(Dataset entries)
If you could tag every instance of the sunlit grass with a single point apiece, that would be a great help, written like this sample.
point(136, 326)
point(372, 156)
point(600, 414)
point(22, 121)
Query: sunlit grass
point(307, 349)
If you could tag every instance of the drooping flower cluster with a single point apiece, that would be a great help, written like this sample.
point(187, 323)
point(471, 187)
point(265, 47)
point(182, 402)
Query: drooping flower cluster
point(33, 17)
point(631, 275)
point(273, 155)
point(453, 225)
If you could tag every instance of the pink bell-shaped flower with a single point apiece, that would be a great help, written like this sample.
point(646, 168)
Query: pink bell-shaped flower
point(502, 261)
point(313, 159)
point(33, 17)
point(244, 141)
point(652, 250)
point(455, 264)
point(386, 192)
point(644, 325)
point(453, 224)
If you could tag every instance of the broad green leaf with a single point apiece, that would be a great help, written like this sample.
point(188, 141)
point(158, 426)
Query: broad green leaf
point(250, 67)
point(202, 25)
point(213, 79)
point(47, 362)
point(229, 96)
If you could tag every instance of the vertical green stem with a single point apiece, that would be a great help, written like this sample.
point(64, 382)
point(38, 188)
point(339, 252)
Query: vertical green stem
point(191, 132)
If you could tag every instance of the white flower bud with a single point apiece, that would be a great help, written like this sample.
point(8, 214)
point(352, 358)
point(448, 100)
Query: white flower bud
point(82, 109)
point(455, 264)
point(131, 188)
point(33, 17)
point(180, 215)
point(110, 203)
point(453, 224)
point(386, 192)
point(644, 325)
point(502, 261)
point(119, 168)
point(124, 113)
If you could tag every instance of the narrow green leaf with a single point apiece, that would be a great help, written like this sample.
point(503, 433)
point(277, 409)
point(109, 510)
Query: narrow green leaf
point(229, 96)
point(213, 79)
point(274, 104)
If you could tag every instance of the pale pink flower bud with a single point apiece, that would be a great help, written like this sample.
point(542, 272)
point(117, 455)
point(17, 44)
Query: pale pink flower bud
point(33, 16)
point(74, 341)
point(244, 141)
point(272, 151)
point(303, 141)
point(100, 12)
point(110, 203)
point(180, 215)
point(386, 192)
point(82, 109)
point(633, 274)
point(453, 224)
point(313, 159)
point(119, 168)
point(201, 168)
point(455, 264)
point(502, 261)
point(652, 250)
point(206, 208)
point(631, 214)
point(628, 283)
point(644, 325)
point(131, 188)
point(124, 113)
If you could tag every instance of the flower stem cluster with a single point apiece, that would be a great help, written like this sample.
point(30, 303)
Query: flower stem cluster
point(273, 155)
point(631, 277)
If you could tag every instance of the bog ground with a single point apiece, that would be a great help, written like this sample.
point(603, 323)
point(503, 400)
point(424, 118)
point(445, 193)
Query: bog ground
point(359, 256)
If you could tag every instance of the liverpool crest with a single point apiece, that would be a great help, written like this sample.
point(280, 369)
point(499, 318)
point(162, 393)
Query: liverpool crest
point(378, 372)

■ ASSIGNMENT
The answer is a bare number: how many lines of the records contain the string "written"?

■ ANSWER SECTION
11